▶ _Dataset excerpt_
********************

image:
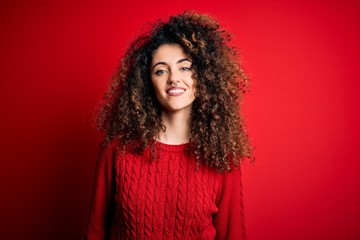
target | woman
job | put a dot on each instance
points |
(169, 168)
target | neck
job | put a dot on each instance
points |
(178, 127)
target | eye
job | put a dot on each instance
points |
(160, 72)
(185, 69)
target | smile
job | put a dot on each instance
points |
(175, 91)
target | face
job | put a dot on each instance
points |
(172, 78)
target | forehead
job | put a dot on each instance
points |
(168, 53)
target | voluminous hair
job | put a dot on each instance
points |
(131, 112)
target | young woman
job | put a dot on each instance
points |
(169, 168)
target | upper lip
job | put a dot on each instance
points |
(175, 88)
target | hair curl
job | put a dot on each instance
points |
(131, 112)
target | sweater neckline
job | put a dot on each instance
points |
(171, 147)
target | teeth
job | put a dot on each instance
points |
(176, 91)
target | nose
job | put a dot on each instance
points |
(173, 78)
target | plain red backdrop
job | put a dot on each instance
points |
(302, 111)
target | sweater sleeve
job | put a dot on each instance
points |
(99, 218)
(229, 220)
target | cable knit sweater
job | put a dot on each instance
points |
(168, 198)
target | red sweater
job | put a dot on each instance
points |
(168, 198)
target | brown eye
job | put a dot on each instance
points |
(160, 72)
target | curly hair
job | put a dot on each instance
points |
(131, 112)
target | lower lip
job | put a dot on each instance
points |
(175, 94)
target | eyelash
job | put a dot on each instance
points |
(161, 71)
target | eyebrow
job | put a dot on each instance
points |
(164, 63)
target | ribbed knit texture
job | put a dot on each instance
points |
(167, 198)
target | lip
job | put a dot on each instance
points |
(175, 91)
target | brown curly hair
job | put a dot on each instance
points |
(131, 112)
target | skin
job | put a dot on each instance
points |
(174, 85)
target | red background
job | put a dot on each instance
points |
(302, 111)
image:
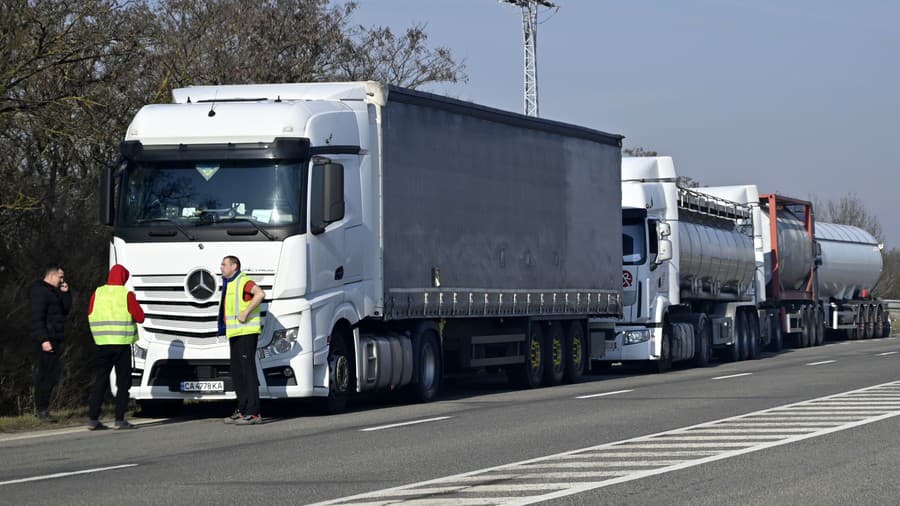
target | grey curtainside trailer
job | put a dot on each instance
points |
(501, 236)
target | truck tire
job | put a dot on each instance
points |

********************

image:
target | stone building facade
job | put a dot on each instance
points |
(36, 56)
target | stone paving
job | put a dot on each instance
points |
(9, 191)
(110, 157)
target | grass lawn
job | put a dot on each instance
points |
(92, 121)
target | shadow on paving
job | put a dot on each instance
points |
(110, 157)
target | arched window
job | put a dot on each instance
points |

********************

▶ _Prompt_
Extract every line from the data above that contains the word "hair".

▶ _Result of this task_
target | voluminous hair
target | hair curl
target | curly hair
target | brown curly hair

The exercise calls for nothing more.